▶ **Consigne A**: Dans les entrées, de la première ligne jusqu'à celle qui contient « <point>244,197</point> », remplacez « keypoint » par « marker » sans rien modifier d'autre, puis recopiez ces lignes.
▶ **Consigne B**: Prolongez le texte sur Barcelone au-delà de sa dernière phrase.

C’est la conscience qui donne à l’exercice
de tout acte de vie sa couleur de sang,
sa nuance cruelle, puisqu’il est entendu
que la vie c’est toujours la mort
de quelqu’un.
— Antonin Artaud
Il aurait sans doute fallu quitter Las Ramblas et suivre le chemin de Montjuïc, mais il se faisait déjà tard et je m’étais bornée à faire tout le trajet à pied depuis le salon funéraire en face duquel j’étais logée, à mi-chemin entre la Sagrada Família et la Barceloneta. Arrivée à la hauteur des pigeons assassinés, j’ai dévié ; je ne sais plus ; c’était après. Une autre fois, il m’a fallu demander mon chemin pour me rendre au Museu d’Art Contemporani de Barcelona, qui se trouvait en fait juste derrière moi, passé une petite ruelle ; l’édifice moderne était dissimulé par le gothique régnant. C’était en 2004, lors d’une exposition consacrée à Tàpies, au moment des attentats de Madrid, suivis de l’incrimination de l’ETA, qui n’y était très précisément pour rien. À Zarautz, lors de la concentración à laquelle j’assistais, pas un mot ; c’était une première, pour moi, que ce silence-là. De retour à Barcelone, je me suis rendue à la librairie féministe ; on m’a suggéré de revenir une demi-heure plus tard. Ce que j’ai fait.
Trente minutes, c’est tout le temps nécessaire au retentissement d’un coup de revolver (sans que l’on soit certaine de bien l’avoir identifié). C’est tout le temps nécessaire pour paralyser de peur le corps ; trente minutes lui suffisent pour tomber dans la rue, en face d’une librairie. Une demi-heure, c’est le souffle coupé, c’est une personne éjectée de la foule et qui vient atterrir sur le trottoir ; le corps dépasse de la couverture, une coulée de sang. Cette coulée, ce sang, c’est en partie la librairie des femmes, c’est tout ce qu’il en reste, tout ce qui reste de Montjuïc et des oiseaux de Las Ramblas : du jamais vu. Ça.

▶ **Données enregistrées**:
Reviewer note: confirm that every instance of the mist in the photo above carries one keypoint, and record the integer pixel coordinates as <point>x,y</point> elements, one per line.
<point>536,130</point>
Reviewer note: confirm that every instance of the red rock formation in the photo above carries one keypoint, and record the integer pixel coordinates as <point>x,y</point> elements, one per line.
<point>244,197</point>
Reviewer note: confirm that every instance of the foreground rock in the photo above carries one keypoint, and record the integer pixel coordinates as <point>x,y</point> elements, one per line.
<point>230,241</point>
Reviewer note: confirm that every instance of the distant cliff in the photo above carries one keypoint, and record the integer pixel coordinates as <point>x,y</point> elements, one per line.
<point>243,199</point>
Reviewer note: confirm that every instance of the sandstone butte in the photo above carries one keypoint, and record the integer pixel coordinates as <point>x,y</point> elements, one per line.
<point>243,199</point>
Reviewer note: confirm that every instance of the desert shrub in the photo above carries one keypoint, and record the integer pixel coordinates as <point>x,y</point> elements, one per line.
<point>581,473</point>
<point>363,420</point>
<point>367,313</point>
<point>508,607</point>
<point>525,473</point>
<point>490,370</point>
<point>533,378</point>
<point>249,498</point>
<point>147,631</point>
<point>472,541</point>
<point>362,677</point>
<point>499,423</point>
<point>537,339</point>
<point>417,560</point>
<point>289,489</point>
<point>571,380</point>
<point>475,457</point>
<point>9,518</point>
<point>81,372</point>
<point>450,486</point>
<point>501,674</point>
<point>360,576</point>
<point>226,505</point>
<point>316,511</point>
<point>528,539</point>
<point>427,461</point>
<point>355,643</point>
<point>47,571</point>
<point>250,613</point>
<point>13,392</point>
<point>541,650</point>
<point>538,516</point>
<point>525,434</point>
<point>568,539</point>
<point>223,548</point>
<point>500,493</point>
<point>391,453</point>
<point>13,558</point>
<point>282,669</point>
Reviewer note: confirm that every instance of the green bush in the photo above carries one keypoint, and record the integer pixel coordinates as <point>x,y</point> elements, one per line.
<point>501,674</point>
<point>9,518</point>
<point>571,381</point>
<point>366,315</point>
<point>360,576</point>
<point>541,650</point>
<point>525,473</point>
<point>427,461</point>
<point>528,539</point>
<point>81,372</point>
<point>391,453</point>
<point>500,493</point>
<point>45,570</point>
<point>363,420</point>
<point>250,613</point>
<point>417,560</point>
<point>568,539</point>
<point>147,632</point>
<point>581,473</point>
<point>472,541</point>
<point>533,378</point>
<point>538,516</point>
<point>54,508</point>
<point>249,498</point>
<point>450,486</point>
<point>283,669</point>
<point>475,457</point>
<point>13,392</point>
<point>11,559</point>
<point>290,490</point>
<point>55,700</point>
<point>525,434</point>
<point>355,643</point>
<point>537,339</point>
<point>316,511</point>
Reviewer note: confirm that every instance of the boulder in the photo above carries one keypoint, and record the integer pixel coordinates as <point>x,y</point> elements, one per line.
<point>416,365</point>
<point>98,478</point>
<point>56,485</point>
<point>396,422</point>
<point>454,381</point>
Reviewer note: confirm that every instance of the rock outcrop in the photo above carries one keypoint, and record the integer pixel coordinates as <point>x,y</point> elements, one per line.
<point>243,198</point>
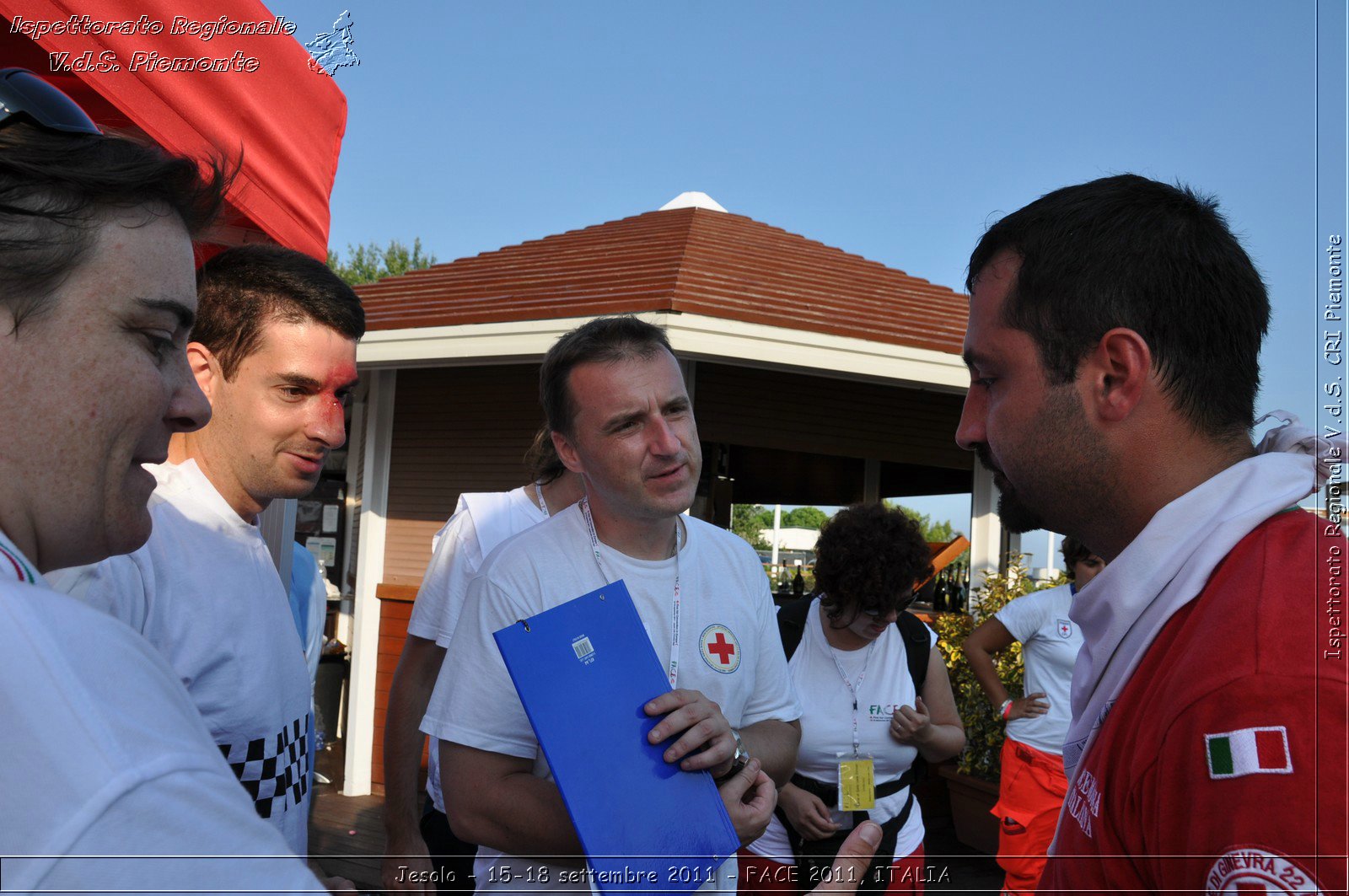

▶ **Réponse attendue A**:
Reviewer note: confirm that every instance of the mist in the photo above carries one marker, and record the integer pixel coordinates as <point>x,y</point> elements, one per line.
<point>536,130</point>
Reviewer note: confirm that every instance of the red rock formation in the photo above carries one marker, and record the integer pixel coordinates as <point>x,y</point> elements, one per line.
<point>244,197</point>

▶ **Réponse attendue B**:
Inutile de préciser que la fois d’après, je n’y étais pas. Que l’exposition de 2007, Un teatre sense teatre (Un théâtre sans théâtre), annoncée par cette trajectoire sanglante, ramassée en quelques semaines de février et de mars 2004, est passée pour moi inaperçue, ce qui veut dire que je suis tombée dessus au hasard de mes lectures et non de mon corps ambulant, ailleurs, dans une bibliothèque de Chicago, rattachée à une école des Beaux-Arts éponyme, dans cette langue-là. La langue de plusieurs rendez-vous ratés, d’une mort évitée à quelques minutes près, et d’autres dont la une a précipité la chute d’un président réactionnaire, Aznar, mais gardons-nous de trop nous féliciter une fois de plus des aléas qui ne font que confirmer la bêtise que l’on sait humaine (trop humaine), alors que quelques heures de différence auraient vu sa victoire confirmée.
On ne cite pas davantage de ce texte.